EXCERPT PROVIDED start

In hearing devices, such as hearing aids, background noise is detrimental to the intelligibility of speech sounds. Most modern hearing devices address this issue by introducing noise reduction processing technology into the microphone output signal paths. The aim is to increase the Signal-to-Noise (SNR) ratio available to listeners, hence improve clarity and ease of listening to the hearing device wearer.
The success of noise reduction processing often depends greatly on the formation of appropriate reference signals to estimate the noise, the reason being that the reference signal is used to optimize an adaptive filter that aims to eliminate the noise, ideally leaving only the target signal. However, such reference estimates are often inaccurate because most known techniques, such as Voice Activity Detection, are susceptible to errors. In turn, such inaccuracies lead to inappropriate filtering and degradation in the output quality of processed sound (target distortion), particularly at low SNR where noise reduction functions are most needed.
There remains a need for improved noise reduction methods and systems.
In a first aspect the present invention a noise reduction method for reducing unwanted sounds in signals received from an arrangement of microphones including the steps of: sensing sound sources distributed around a specified target direction by way of an arrangement of microphones to produce left and right microphone output signals; determining the magnitude or power of the left and right microphone signals; attenuating the signals based on the difference of the magnitudes or powers or values derived from the magnitudes or powers of the left and right microphone signals.
The method may further include the steps of: determining the sum of the magnitudes or powers or values derived from the magnitudes or powers of the left and right microphone signals, wherein the step of attenuating the signals may be further based on a comparison of the difference of the magnitudes or powers or values derived from the magnitudes or powers of the left and right microphone signals with the sum of the magnitudes or powers or values derived from the magnitudes or powers of the left and right microphone signals.

EXCERPT PROVIDED end
SUPPLIED ENTRIES start

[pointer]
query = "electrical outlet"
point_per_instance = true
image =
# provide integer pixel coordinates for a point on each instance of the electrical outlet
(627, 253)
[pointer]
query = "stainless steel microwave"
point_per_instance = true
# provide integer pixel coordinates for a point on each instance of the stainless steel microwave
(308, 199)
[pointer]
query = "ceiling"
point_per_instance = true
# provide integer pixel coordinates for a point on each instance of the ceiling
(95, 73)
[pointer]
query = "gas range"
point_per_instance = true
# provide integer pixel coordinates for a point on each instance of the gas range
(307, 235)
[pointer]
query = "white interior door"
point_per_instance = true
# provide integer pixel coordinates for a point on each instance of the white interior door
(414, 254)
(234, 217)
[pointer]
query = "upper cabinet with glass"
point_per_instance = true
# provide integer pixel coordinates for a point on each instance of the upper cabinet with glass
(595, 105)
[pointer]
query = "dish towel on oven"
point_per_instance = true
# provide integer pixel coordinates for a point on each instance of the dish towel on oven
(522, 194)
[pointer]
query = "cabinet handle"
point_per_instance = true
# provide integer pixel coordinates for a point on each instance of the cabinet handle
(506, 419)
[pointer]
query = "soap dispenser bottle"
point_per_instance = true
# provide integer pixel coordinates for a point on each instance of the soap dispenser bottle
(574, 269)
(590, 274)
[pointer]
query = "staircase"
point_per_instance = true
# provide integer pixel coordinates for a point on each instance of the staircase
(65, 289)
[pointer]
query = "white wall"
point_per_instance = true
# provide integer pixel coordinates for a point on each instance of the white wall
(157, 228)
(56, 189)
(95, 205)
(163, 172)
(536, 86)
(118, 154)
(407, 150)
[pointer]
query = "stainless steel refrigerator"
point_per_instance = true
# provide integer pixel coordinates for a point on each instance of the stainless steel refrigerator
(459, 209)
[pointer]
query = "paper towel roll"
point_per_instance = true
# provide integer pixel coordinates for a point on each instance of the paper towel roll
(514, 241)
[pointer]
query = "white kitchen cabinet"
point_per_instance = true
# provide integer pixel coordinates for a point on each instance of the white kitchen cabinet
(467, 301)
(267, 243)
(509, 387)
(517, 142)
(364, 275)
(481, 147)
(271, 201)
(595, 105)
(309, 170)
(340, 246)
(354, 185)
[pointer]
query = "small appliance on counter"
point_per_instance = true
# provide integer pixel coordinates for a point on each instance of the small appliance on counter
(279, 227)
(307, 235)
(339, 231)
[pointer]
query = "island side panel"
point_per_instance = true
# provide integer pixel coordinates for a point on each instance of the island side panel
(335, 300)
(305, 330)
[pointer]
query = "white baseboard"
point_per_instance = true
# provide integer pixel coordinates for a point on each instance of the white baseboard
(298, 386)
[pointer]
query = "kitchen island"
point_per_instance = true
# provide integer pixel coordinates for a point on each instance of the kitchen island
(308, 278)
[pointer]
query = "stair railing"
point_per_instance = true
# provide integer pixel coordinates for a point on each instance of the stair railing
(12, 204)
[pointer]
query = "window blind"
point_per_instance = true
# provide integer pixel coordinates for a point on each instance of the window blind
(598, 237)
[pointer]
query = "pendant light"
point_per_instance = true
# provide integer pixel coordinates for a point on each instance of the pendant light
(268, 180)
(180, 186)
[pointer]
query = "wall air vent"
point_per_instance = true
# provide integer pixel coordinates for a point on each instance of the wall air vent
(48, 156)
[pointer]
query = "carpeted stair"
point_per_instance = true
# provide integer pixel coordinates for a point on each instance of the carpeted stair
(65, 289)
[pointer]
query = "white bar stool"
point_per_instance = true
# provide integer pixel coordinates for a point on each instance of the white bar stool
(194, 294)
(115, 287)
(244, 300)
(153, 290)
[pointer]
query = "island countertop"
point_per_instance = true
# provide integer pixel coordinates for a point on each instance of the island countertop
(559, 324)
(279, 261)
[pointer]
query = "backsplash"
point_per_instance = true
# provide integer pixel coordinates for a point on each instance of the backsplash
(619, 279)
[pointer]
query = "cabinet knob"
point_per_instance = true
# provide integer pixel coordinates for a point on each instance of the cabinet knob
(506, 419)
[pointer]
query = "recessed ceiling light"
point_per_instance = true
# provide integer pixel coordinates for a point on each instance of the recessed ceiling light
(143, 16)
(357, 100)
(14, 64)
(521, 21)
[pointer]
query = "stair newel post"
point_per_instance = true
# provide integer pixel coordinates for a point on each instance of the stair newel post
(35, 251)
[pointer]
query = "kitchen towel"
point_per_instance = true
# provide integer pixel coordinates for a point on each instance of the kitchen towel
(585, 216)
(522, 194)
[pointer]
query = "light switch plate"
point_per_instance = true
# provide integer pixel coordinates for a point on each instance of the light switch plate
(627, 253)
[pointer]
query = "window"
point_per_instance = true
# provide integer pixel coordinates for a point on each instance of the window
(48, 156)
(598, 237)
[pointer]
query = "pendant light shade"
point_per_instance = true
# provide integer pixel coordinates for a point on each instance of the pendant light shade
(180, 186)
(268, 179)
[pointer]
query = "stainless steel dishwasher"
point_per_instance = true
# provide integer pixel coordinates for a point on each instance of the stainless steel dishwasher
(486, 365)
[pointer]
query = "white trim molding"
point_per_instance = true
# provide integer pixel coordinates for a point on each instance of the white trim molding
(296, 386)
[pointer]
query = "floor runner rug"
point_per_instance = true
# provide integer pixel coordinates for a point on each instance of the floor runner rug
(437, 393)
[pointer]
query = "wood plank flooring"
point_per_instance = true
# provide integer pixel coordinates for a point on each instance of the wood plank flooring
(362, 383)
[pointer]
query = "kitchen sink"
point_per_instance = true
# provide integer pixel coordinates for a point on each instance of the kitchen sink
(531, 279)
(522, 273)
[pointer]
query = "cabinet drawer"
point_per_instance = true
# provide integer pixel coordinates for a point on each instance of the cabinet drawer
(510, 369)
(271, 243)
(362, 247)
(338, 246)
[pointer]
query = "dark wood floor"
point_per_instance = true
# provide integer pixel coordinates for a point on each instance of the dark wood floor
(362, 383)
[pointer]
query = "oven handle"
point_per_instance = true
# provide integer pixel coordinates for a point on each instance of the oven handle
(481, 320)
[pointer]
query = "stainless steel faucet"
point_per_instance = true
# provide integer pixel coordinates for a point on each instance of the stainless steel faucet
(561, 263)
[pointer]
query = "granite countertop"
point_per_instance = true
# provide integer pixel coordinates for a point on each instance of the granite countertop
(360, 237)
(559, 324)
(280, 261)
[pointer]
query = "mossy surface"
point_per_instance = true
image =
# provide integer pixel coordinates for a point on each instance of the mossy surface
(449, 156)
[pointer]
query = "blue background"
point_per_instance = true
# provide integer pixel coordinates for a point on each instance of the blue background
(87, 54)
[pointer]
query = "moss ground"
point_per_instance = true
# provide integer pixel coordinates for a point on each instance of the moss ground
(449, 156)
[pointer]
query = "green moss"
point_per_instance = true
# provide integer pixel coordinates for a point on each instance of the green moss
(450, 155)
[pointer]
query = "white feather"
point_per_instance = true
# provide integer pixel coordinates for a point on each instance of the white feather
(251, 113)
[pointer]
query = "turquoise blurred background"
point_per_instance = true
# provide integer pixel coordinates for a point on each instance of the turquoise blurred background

SUPPLIED ENTRIES end

PROBLEM STATEMENT:
Answer these questions using the text on noise reduction in hearing devices:
(a) What does noise reduction processing aim to increase for listeners?
(b) Which known technique for estimating noise is named as susceptible to errors?
(c) In the first aspect of the method, the attenuation of the signals is based on the difference of what?

RESULT OF THIS EXERCISE:
(a) The Signal-to-Noise (SNR) ratio available to listeners.
(b) Voice Activity Detection.
(c) The magnitudes or powers, or values derived from the magnitudes or powers, of the left and right microphone signals.